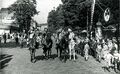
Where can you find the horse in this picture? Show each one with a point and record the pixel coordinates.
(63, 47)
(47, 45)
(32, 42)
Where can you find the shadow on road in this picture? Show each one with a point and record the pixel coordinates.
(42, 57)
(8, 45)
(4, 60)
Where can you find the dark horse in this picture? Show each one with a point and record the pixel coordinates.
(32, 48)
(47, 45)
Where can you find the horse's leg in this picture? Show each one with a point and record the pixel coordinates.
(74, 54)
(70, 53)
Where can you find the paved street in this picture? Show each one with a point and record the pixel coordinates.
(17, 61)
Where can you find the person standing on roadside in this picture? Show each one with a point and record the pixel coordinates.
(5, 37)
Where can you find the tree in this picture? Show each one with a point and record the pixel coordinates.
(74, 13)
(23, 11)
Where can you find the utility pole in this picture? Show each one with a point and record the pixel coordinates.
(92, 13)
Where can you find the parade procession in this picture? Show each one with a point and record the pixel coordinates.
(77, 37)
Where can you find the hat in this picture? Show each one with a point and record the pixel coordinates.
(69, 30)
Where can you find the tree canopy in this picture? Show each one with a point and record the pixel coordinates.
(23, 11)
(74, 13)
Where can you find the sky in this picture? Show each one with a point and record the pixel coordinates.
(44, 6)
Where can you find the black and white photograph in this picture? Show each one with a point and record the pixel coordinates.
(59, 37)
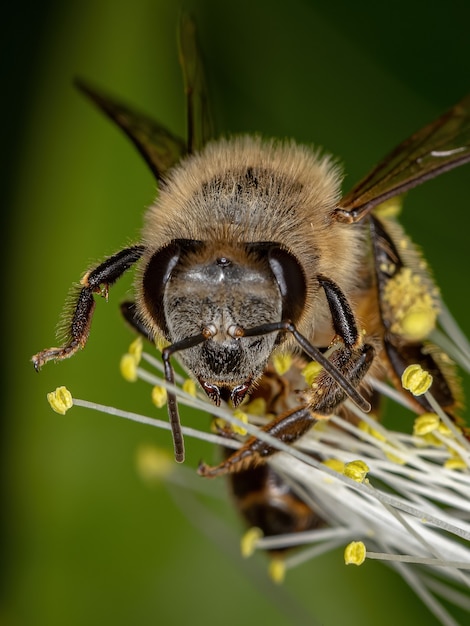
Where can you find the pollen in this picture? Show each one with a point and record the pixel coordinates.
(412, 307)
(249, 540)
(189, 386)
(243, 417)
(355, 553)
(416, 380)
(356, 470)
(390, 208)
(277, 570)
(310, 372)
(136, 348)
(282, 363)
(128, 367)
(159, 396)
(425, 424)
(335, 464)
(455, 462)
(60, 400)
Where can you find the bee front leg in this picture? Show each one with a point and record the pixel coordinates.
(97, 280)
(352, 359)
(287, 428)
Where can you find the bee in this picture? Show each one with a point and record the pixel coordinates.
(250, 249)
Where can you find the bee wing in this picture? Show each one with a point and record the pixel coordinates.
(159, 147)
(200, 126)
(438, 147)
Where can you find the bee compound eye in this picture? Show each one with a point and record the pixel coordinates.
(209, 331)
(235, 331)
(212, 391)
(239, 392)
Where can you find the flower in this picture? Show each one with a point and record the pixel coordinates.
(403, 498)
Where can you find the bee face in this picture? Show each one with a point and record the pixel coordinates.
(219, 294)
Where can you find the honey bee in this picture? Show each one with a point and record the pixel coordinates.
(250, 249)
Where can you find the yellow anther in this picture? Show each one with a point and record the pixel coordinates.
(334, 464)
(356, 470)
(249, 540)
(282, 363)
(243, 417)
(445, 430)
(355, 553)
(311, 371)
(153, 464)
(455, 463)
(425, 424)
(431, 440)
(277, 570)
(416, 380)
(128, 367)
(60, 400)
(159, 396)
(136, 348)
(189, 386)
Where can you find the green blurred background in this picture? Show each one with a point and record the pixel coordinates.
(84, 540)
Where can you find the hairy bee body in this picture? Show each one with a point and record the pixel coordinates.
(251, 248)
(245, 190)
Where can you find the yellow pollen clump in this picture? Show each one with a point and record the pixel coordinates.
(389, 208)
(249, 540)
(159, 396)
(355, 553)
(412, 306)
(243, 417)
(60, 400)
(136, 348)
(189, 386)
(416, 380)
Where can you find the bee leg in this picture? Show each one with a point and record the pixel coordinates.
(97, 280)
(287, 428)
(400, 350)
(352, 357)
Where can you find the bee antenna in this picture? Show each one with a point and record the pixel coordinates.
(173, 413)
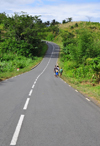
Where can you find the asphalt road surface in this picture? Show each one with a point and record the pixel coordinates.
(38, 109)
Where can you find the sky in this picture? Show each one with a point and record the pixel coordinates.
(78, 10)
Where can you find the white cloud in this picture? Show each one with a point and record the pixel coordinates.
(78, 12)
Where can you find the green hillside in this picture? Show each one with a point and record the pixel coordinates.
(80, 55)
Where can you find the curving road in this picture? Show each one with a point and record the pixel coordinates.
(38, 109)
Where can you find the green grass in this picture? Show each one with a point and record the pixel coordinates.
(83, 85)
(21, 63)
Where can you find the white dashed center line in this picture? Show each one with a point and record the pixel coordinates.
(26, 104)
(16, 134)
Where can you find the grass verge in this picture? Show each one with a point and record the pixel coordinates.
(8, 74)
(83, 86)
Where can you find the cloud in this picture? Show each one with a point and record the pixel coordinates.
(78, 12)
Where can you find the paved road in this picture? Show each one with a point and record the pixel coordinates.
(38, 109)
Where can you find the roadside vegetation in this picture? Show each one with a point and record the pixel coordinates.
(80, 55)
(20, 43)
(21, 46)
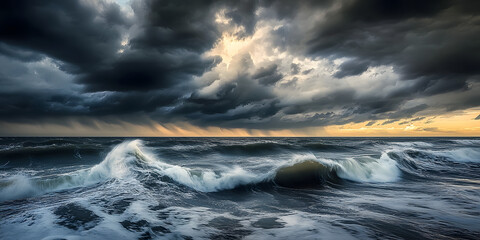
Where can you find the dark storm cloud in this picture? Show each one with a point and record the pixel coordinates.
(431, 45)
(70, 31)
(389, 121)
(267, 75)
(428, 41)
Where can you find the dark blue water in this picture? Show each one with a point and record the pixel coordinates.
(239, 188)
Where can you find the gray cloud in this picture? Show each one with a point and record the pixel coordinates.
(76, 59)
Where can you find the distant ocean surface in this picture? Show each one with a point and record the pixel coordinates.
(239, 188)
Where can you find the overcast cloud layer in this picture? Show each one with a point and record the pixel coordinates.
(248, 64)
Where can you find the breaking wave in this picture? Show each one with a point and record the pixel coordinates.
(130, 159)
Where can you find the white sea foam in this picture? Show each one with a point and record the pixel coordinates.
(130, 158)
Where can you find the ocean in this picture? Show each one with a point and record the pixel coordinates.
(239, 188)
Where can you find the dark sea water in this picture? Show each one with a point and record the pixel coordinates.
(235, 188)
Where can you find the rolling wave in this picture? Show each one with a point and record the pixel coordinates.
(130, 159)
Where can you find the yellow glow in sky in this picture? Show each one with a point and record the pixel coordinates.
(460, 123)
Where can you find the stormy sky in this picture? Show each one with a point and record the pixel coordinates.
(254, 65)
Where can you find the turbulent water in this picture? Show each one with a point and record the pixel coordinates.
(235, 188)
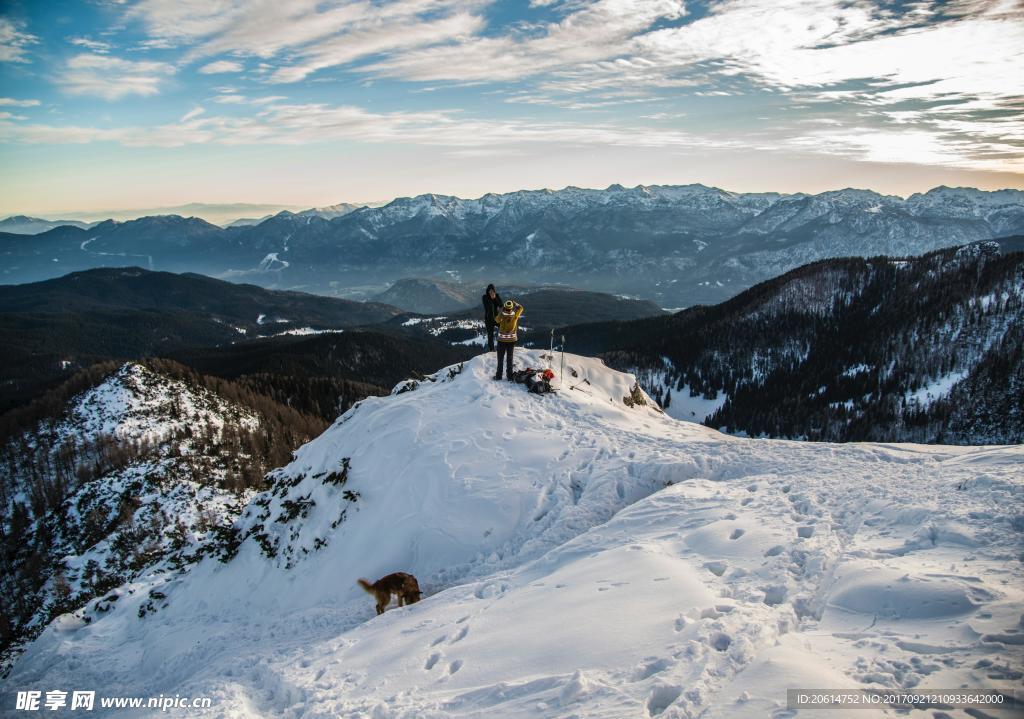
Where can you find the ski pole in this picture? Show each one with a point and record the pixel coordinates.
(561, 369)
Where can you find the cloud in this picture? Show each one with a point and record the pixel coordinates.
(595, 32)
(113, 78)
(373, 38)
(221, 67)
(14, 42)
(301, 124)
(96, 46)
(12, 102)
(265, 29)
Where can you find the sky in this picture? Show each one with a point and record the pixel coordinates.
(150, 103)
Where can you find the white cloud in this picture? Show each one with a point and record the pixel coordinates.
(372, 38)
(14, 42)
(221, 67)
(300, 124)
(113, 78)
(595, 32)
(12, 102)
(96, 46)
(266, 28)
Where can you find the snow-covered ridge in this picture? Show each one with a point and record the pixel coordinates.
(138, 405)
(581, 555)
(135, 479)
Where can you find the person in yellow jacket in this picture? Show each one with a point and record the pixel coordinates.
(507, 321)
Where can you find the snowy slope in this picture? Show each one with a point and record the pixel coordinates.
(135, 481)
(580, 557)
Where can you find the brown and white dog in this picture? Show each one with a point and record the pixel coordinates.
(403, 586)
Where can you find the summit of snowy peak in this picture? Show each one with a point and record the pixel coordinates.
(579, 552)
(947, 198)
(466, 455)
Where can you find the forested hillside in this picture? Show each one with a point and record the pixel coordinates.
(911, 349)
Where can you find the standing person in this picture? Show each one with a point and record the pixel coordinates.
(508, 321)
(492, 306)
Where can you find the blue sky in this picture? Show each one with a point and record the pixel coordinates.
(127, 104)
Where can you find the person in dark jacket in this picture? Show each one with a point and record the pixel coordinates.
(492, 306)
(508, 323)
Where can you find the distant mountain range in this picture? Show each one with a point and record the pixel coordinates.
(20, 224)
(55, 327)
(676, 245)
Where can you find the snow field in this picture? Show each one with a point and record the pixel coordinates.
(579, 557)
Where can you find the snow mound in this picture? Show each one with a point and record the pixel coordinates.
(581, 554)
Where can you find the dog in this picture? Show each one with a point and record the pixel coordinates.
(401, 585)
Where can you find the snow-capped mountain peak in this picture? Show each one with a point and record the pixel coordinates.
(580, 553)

§ §

(Prompt): What you copy should begin at the line with "Where can you find the person in dark" and end at the final line of the listing, each line exactly as it is.

(Answer to this task):
Where can you find the person in dark jacket in this picture? Show each one with a point and record the pixel coordinates.
(492, 306)
(508, 323)
Where can you find the distant mountain range in this picture? Show each one with a point and record the pixel coordinates.
(20, 224)
(55, 327)
(676, 245)
Where can you find the snow field in this picture? Show each one with a point and record the pixel coordinates.
(579, 557)
Where can you find the snow mound in this picture? Show each one with a point and record the pixel coordinates.
(581, 554)
Where can you find the dog in this picture? Show each one with a point and record the pixel coordinates.
(401, 585)
Where can you find the snow-capped mountain peak in this picture? Show each one with a point and record the pixel coordinates.
(580, 553)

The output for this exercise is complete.